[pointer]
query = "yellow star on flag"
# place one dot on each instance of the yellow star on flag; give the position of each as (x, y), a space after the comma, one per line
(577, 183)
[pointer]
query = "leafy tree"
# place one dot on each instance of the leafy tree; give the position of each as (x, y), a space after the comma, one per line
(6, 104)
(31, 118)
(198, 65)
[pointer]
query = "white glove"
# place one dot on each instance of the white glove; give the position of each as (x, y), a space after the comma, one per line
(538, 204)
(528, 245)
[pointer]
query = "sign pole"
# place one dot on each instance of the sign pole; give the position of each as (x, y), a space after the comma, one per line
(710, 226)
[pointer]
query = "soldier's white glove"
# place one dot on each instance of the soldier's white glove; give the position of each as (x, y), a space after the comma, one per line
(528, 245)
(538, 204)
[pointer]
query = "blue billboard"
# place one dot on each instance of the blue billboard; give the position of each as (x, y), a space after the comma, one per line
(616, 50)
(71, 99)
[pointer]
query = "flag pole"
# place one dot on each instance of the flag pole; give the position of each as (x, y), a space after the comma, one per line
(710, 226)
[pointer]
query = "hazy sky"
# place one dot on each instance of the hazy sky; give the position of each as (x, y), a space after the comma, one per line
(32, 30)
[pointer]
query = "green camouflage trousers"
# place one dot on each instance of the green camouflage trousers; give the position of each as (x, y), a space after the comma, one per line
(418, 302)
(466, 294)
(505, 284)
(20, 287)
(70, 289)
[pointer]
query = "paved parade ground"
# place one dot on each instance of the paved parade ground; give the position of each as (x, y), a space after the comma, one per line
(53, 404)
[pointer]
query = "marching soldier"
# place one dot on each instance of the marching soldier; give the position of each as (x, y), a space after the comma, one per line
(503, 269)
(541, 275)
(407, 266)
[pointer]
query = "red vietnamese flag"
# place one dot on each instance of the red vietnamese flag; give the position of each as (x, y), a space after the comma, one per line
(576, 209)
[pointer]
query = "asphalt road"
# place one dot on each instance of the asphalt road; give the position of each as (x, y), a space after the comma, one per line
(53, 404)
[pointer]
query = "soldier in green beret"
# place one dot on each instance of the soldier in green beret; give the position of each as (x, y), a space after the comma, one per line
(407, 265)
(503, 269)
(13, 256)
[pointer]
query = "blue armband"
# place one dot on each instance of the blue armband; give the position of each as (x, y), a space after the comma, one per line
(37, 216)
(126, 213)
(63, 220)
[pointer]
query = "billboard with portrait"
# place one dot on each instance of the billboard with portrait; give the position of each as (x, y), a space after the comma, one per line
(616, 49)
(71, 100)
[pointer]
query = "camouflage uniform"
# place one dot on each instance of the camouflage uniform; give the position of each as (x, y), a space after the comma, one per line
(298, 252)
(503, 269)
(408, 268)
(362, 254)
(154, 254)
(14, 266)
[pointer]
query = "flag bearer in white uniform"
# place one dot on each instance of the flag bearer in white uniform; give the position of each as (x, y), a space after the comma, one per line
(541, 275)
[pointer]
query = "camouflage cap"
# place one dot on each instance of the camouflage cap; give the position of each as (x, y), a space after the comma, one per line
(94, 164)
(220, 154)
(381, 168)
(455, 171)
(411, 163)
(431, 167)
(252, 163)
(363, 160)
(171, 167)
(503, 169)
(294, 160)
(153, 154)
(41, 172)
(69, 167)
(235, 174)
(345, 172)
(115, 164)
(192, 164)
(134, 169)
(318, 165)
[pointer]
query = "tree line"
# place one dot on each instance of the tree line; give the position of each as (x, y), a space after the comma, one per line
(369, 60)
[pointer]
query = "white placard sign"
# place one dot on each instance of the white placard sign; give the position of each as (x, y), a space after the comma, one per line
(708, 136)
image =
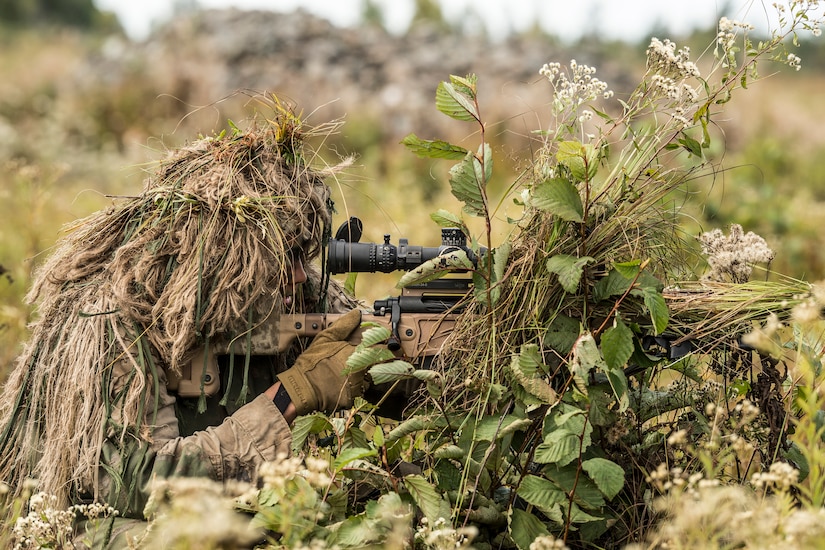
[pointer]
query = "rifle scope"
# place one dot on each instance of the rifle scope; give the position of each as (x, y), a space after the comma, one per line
(348, 257)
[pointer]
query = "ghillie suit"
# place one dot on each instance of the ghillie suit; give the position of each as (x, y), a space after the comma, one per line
(132, 292)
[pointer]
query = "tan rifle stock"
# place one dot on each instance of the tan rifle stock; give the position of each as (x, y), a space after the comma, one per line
(419, 335)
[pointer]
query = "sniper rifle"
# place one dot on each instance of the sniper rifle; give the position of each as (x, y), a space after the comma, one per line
(419, 320)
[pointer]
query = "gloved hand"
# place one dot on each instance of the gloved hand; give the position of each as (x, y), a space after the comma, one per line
(316, 382)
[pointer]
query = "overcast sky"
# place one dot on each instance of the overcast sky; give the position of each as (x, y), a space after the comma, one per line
(629, 19)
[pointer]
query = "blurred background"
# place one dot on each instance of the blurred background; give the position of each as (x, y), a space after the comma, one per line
(91, 92)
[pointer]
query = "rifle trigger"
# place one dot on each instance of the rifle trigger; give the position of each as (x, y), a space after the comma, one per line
(394, 342)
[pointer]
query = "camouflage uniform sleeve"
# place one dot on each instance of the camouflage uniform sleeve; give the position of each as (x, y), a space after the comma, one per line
(233, 450)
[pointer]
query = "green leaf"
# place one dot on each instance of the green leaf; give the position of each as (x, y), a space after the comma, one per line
(433, 148)
(445, 218)
(436, 268)
(586, 356)
(559, 447)
(558, 197)
(562, 334)
(608, 476)
(617, 345)
(427, 498)
(691, 145)
(357, 532)
(466, 182)
(305, 425)
(618, 383)
(366, 357)
(390, 372)
(492, 428)
(525, 528)
(628, 270)
(378, 436)
(528, 370)
(657, 307)
(614, 284)
(541, 493)
(580, 158)
(569, 269)
(375, 334)
(586, 495)
(456, 102)
(350, 455)
(500, 256)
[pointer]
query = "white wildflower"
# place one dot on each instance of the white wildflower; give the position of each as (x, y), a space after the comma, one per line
(677, 438)
(547, 542)
(794, 61)
(574, 88)
(666, 60)
(731, 258)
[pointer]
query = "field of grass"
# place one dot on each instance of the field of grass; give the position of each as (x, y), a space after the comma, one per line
(64, 155)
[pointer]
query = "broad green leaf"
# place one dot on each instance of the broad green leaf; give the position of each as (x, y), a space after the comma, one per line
(407, 427)
(485, 152)
(617, 345)
(690, 145)
(446, 475)
(608, 476)
(390, 372)
(501, 254)
(378, 436)
(466, 85)
(525, 528)
(528, 370)
(628, 270)
(569, 270)
(541, 493)
(305, 425)
(574, 420)
(559, 447)
(492, 428)
(466, 182)
(562, 334)
(657, 307)
(366, 357)
(445, 218)
(614, 284)
(357, 532)
(449, 451)
(586, 356)
(374, 335)
(480, 287)
(456, 102)
(558, 197)
(349, 283)
(580, 158)
(436, 268)
(587, 495)
(618, 383)
(431, 504)
(426, 375)
(433, 148)
(577, 515)
(349, 455)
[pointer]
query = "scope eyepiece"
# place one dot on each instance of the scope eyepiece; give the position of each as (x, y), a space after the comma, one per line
(349, 257)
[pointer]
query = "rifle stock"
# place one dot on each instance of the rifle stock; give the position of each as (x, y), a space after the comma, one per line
(416, 336)
(419, 320)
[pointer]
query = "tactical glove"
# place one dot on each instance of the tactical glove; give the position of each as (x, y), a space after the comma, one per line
(316, 382)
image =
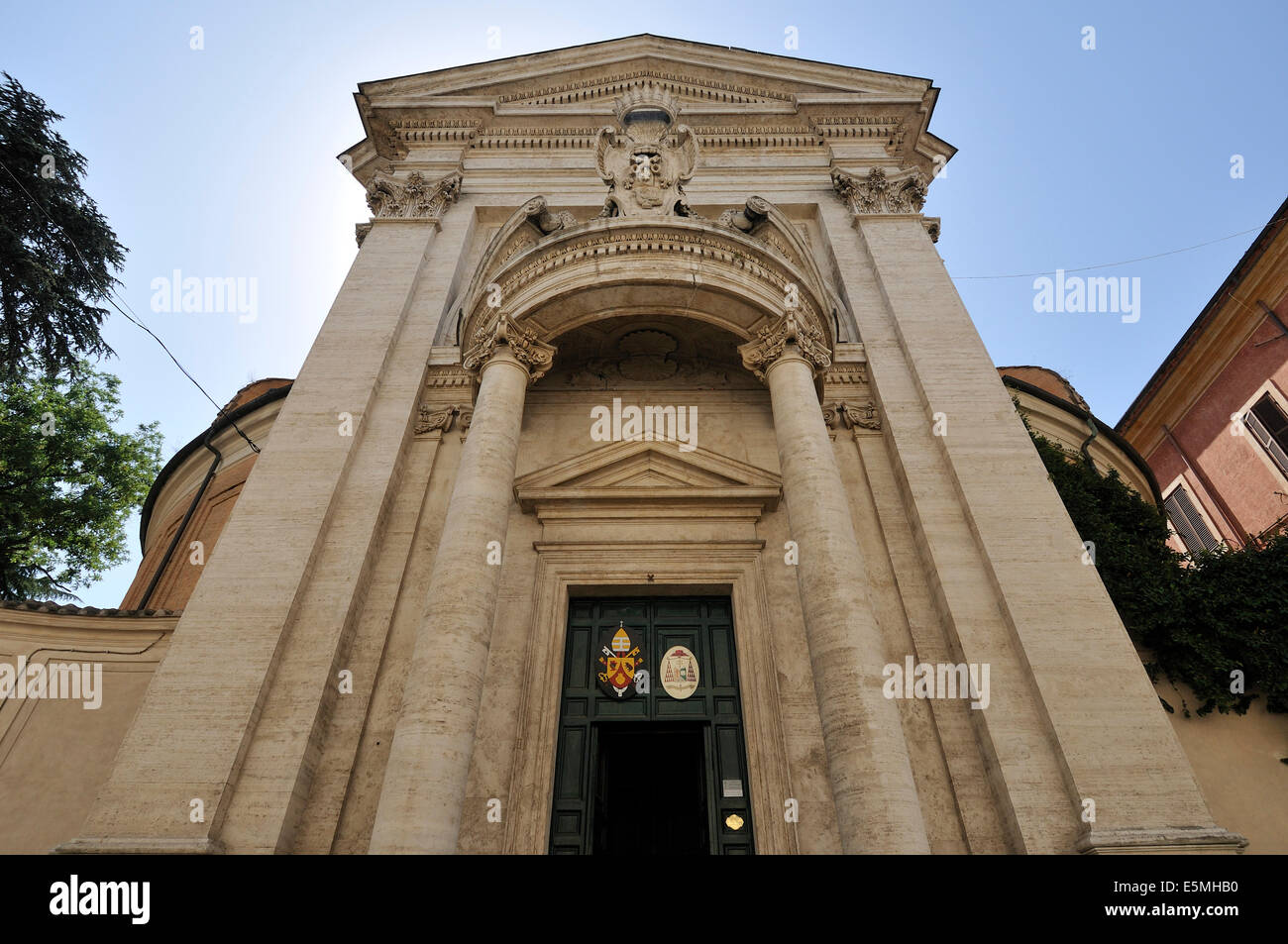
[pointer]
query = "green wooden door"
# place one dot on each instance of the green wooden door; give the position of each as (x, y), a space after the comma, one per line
(652, 773)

# DIRECTIONS FOR THIS TASK
Without any of the pictures, set the entries down again exactly as written.

# SOLUTION BELOW
[pointer]
query = "yellow star on flag"
# place one dot on each instance of the yellow star on flag; give the position of each as (x, y), a space after the comma, one per line
(577, 183)
[pointer]
query = "leafy tree"
# place one dot on each instance of the leafy tree; give the position of each as (x, y), a space after the comma, one per line
(6, 104)
(31, 118)
(198, 65)
[pointer]
query = "white glove"
# place one dot on each instance of the white glove; give the position of each as (x, y), a space after the comma, one per line
(538, 204)
(528, 245)
[pointer]
query = "sign pole"
# place one dot on each instance of the sign pole; give the position of each as (x, y), a space after the comma, one per line
(710, 226)
[pointer]
query = "soldier's white glove"
# place one dot on each instance of the soldier's white glove; give the position of each as (x, y), a space after the comma, one per line
(528, 245)
(538, 204)
[pointer]
query = "blue billboard"
# place one dot on each instance of the blue billboard; give the position of each as (x, y), a space after the comma, one per line
(616, 50)
(71, 99)
[pointer]
query = "flag pole"
# place one dot on each instance of the flag pole; give the position of each as (x, y), a space after the comma, one per line
(710, 226)
[pointer]
query = "hazy sky"
# place one dot on each instance of the hazy sky; give the position of each as (x, y), a space after the comma, one per line
(32, 30)
[pointer]
query = "green camouflage trousers"
# place one dot on each instance of the green camouflage trousers; give the position of each as (x, y), a space after the comma, one per line
(418, 302)
(466, 294)
(505, 284)
(20, 287)
(70, 289)
[pointer]
query = "paved parade ground"
# place one dot on each instance of the paved parade ground; give the position of each as (x, y), a space after the comma, one per line
(53, 404)
[pointer]
query = "marching soldier"
# place one dot on each instance of the marching soldier; give the position of each as (x, y), a space after the comma, one per line
(503, 269)
(541, 275)
(407, 266)
[pointer]
query = "red vietnamese flag"
# place one dot on each instance of the red vietnamese flag; give the position of each as (x, y), a space after the comma, one per line
(576, 209)
[pointer]
query = "asphalt road"
# place one dot on each instance of the asphalt road; give the position of each as (x, y), a space after the comma, one per line
(53, 404)
[pointer]
query = "soldier in green beret"
# place one dot on each instance of the soldier in green beret; give the position of each as (x, y), a space after the comma, one per line
(407, 265)
(503, 269)
(13, 256)
[pointer]
query = "blue armband"
# place one dot on each instance of the blue armband; give the position of each as (x, y), a space after the comma, one per line
(37, 216)
(126, 213)
(63, 220)
[pointer]
query = "billboard with portrait"
# place one dot on each instance of the billboard with portrait; give the position of each as (x, y), a space after the comma, one per line
(616, 49)
(71, 100)
[pointer]
query = "camouflage uniform"
# place one dot on each instance of the camouflage uniform; give the position of each as (x, y), a space after the comma, one per line
(298, 252)
(503, 269)
(408, 268)
(362, 254)
(154, 254)
(14, 266)
[pointer]
query = "flag bearer in white uniform"
# place one dot on each instance of the flag bearer in white uniform; give the position of each as (x, y), a space after the comma, one per line
(541, 275)
[pointer]
query = "camouflage cap"
# place one dot on each instance of the camouflage cap; give the position of each as (x, y), a space after the comma, one per line
(94, 164)
(220, 154)
(381, 168)
(455, 171)
(411, 163)
(431, 167)
(252, 163)
(363, 160)
(171, 167)
(503, 169)
(294, 160)
(153, 154)
(41, 172)
(69, 167)
(235, 174)
(345, 172)
(115, 164)
(192, 164)
(134, 169)
(318, 165)
[pointer]
query = "tree line"
# place one dot on each instance of the tree line; give the position of each as (x, y), a space after the comma, one per line
(369, 60)
[pointer]
query = "white placard sign"
# place one dot on each instance of the white placard sign; give the position of each as (x, y), a space after the comma, one per line
(708, 136)
image =
[pointer]
query = "rifle scope"
# place one dot on each instance of the rifle scope; give the position of each as (x, y), a space after the comma, one per line
(348, 257)
[pointer]
query = "ghillie suit"
# place one dot on each instance of the ghillie suit; give the position of each as (x, y), a space after the comma, one per line
(132, 292)
[pointer]
query = "tan rifle stock"
# place one dot on each instance of the tan rifle stock; give the position of each as (x, y), a space after the comma, one per line
(419, 335)
[pointer]
query = "sniper rifle"
# place one dot on each instance of the sniper rifle; give the position of each as (x, y), a space after the comma, one per line
(419, 320)
[pointer]
query = "gloved hand"
# place one dot on each instance of the gloved hand; give the position of each as (x, y), a space after the comma, one per line
(316, 382)
[pointer]
query = "overcast sky"
# place one dot on each instance of the overcast sky; give the position of each as (x, y), a space after the comma, one per line
(629, 19)
[pointer]
query = "blurred background"
# place one dot on each instance of the blurred background; give the position of each as (x, y), a space after the comma, one per line
(91, 92)
[pointer]
query = "rifle trigger"
# place one dot on each instance of the rifle trigger; give the position of each as (x, y), a space after the comma, one per line
(394, 342)
[pointer]
query = "camouflage uniform sleeve"
# place one dot on each instance of the camouflage uniform sleeve; give the position of each as (x, y), a space after the comma, one per line
(233, 450)
[pointer]
query = "green leaf"
# place one dot on each instance of the green leaf; give the position of each as (x, y), a space after the comma, one per line
(433, 148)
(445, 218)
(436, 268)
(586, 356)
(559, 447)
(558, 197)
(562, 334)
(608, 476)
(617, 345)
(427, 498)
(691, 145)
(357, 532)
(466, 182)
(305, 425)
(618, 383)
(366, 357)
(390, 372)
(492, 428)
(525, 528)
(628, 270)
(378, 436)
(528, 370)
(657, 307)
(614, 284)
(541, 493)
(580, 158)
(569, 269)
(375, 334)
(586, 495)
(456, 102)
(350, 455)
(500, 256)
[pointer]
query = "white wildflower"
# place one dot on each instance of the white wildflower; give the position of each as (x, y), a space after the comma, one per line
(677, 438)
(547, 542)
(794, 61)
(574, 88)
(666, 60)
(731, 258)
[pointer]
query = "field of grass"
# place one dot on each instance of the field of grass; give the position of each as (x, y), a space after the comma, one per line
(64, 155)
[pointer]
query = "broad green leaf"
# place one dot on each instance of the broad green leaf; give the position of each as (x, y), a space after the comma, one per line
(407, 427)
(485, 152)
(617, 345)
(690, 145)
(446, 475)
(608, 476)
(390, 372)
(501, 254)
(378, 436)
(466, 85)
(525, 528)
(528, 370)
(628, 270)
(569, 270)
(541, 493)
(305, 425)
(574, 420)
(559, 447)
(492, 428)
(466, 182)
(562, 334)
(657, 307)
(366, 357)
(445, 218)
(614, 284)
(357, 532)
(449, 451)
(586, 356)
(374, 335)
(480, 287)
(456, 102)
(558, 197)
(349, 283)
(580, 158)
(436, 268)
(587, 495)
(618, 383)
(431, 504)
(426, 375)
(433, 148)
(577, 515)
(349, 455)
[pointer]
query = "scope eyepiece"
# place one dot on each instance of the scope eyepiece; give the position of each as (x, y), a space after the comma, one per line
(349, 257)
[pointer]
query = "rifle stock"
# place one dot on each instance of the rifle stock; give the position of each as (x, y), a space after the comma, one per line
(416, 336)
(419, 320)
[pointer]
query = "tactical glove"
# place one dot on each instance of the tactical glove; give the position of each as (x, y), a space after the comma, one per line
(316, 382)
image =
[pointer]
query = "green wooden door"
# place one dot on each instance of the green wooden door; give the position of each as (x, y), a space after the comma, one per line
(652, 773)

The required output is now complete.